━━━ DOCUMENT TEXT
Roundtable workshop: Children’s Agency in various contexts: Family, Health, Social Service and on the Streets, 21 December 2012

Organised by Social Work Department,
Funded by Family, Children and Youth Research Cluster

Chaired by Dr Esther Goh of Social Work Department, together with invited speakers: Prof Leon Kuczynski (University of Guelph, Canada), A/P Jan De Mol (Catholic University of Louvain, Belgium) and A/P Cheng Fucai (Shanghai Academy of Social Science), this round table stimulated enthusiastic interest among faculty members, research and undergraduate students on conceptualising children as agentic beings in research. Conventionally, children are often treated as passive recipients of external influences. They are commonly conceived as the ‘dependent variables’ with parents, schools, and other adults in their environment as ‘independent variables’.

Prof Kuczynski, a developmental psychologist and theorist, explained his Social Relational Theory (SRT) which is an interdisciplinary framework designed to understand how parents and children interact as human agents within a system of culturally embedded social relationships. It provides concepts for understanding various facets of children’s agency, including their capacities to make sense of the environments, act strategically to achieve their goals, and resist domination by others.

A/P Jan De Mol’s captivating presentation through enactment of a clinical case where he saw a family with a depressed teenage girl, explained to the participants how he utilised the concept of child agency as well as relationship contexts for expression of agency in family therapy. Wong Hui Mei, a fourth year Social Work major who worked on her honours thesis with Dr Esther Goh, shared with the group her discovery of child agency in ADHD children and their parents in Singapore.
━━━━━━
━━━ DATASET ENTRIES
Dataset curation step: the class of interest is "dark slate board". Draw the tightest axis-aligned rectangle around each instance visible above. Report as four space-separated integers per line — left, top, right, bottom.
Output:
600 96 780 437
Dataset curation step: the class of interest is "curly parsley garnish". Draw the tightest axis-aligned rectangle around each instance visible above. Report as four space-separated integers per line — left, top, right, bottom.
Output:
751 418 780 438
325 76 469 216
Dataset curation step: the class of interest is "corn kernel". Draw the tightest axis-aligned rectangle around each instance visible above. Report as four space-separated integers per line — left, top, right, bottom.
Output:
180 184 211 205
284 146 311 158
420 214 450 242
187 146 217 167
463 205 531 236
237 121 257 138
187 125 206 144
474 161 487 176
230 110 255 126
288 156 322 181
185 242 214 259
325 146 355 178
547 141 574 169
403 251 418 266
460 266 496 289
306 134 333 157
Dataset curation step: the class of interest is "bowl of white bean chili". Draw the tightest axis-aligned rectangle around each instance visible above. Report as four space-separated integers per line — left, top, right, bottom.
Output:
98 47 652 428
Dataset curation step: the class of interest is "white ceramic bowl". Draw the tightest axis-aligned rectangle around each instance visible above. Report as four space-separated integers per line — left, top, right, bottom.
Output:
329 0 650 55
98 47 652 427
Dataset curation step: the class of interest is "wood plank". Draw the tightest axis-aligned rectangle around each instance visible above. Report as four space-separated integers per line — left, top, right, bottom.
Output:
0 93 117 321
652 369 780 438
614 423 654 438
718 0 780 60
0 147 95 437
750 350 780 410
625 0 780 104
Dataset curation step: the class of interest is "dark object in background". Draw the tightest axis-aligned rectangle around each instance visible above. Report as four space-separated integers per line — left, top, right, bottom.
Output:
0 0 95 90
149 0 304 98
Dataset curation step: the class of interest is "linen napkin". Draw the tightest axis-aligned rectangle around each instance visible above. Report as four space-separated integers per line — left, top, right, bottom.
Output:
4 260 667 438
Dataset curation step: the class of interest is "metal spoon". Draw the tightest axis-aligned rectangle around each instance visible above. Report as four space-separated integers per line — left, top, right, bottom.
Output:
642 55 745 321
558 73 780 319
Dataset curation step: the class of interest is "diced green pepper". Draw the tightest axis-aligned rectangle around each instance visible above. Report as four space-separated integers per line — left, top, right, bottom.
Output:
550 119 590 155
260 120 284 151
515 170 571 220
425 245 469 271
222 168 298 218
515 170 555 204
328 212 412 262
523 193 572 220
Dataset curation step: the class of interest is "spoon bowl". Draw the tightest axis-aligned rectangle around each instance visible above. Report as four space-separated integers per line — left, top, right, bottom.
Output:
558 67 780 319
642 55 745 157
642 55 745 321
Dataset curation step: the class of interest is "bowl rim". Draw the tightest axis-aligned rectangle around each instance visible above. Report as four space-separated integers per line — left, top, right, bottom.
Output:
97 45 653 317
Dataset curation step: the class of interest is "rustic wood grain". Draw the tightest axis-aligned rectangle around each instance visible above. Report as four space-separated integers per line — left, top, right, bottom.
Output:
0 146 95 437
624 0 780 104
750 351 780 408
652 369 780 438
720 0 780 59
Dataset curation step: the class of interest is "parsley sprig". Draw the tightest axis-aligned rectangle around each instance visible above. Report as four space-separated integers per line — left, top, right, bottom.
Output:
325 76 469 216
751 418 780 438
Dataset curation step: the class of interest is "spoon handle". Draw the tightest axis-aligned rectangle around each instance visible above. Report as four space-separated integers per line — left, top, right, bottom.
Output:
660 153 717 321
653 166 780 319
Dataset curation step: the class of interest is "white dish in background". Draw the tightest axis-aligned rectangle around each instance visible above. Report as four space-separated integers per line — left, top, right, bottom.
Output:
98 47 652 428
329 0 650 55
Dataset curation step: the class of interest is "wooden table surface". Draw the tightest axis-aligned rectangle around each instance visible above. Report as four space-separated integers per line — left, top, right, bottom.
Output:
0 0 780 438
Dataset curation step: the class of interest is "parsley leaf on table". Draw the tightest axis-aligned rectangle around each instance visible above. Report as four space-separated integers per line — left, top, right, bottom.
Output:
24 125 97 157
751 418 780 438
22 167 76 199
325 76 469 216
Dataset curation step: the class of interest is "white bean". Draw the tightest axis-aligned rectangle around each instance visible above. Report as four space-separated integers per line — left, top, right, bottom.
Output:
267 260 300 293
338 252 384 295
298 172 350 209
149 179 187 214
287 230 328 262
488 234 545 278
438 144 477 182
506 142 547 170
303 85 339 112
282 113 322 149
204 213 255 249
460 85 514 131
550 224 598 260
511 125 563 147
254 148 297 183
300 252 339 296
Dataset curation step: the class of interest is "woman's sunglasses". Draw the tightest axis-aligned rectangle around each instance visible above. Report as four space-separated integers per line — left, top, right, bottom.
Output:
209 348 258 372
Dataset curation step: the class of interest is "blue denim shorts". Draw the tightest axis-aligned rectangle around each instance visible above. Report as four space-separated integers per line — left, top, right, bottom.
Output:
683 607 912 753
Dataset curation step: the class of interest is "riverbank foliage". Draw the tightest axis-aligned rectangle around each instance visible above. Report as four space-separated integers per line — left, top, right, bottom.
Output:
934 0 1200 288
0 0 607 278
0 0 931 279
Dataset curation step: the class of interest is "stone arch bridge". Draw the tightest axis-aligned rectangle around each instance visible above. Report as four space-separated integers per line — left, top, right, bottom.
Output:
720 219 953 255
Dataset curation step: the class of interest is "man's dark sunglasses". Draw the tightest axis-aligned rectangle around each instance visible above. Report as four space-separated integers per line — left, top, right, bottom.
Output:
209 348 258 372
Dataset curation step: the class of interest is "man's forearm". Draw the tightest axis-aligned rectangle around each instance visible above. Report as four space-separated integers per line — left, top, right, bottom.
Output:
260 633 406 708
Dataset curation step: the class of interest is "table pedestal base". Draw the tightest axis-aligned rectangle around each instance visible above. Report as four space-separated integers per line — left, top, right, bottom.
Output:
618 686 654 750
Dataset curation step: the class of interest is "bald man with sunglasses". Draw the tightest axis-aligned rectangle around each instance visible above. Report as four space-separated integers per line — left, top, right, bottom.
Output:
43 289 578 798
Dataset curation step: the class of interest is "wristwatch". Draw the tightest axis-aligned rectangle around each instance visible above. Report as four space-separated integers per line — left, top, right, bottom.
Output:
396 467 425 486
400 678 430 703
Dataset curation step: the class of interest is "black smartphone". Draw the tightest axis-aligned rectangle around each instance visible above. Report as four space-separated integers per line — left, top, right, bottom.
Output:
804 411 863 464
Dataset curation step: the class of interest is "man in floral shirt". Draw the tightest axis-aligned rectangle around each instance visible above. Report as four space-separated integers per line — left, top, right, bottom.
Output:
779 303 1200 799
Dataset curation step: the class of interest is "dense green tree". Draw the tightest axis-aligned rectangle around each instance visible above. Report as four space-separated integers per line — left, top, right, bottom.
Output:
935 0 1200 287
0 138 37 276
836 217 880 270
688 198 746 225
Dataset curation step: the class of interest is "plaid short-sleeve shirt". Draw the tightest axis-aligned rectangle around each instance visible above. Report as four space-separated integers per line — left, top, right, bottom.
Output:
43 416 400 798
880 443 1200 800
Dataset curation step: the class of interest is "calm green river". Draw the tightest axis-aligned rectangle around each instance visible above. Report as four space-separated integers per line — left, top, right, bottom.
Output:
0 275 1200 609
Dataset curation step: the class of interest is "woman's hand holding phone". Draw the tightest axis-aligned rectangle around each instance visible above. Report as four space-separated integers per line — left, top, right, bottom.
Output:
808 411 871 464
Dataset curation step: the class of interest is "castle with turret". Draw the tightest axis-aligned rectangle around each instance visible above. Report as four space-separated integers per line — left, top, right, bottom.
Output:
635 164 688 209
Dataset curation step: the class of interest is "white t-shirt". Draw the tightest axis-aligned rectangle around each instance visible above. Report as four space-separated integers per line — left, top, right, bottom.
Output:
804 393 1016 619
━━━━━━
▶ [YOUR OBJECTIVE]:
Pick up the report on the roundtable workshop about children's agency after its last sentence and continue it.

▶ [EXPECTED ANSWER]:
A fascinating ethnographic work with 39 street children in Shanghai was presented by A/P Cheng Fucai. He lived with this group of street kids over a period of six months and witnessed how children survived the harsh underground world through their agentic strategies.

Dr Goh moderated a student panel where three 4th year Social Work students responded to the presentations and discussed how these conceptual tools could be useful in their own research projects which viewed children as actors instead of passive members of families and social service systems. Participants provided input and comments and posted questions to help them think further along their research projects.

The roundtable ended with a research gallery presented by Dr Goh to demonstrate how the Social Relations Theory (SRT) can be a productive research lens to examine phenomenon within and beyond social science borders. She illustrated the generativity power of SRT in studying children’s bargaining power in three-generational families, involvement in negotiating house chores, children’s agency in pediatric dentistry and in nutrition and food science. This gallery is an exhibition of the interdisciplinary relevance of SRT and its ability to generate productive research activities in various research contexts.


Comments from the student participants:

Chee Liping (4th year Social Work student):
Personally, the session has further enhanced my interest in working and research with children and widened my horizons about the breadth and depth of such undertakings. I was particularly inspired by Professor Cheng’s sharing about his ethnographic work with street children which showed the rich insights that can be gained when a researcher truly seeks to see from the children’s perspective without an imposition of adults’ beliefs.

 It was really good!

Wong Hui Mei (graduating 4th year Social Work student):
I was really excited to meet Prof Kuczynski in person after reading about his theory and articles and I’ve used the SRT for my honours thesis. So hearing him “live” and meeting in person was an amazing experience! All in all, the roundtable has been a wonderful closure for my undergrad life in NUS while at the same time, it has opened up the exciting path of research work in children and child’s agency for me!

Gina Chan (4th year Social Work student):
Thank you once again for organising this very insightful and interesting workshop Dr Goh!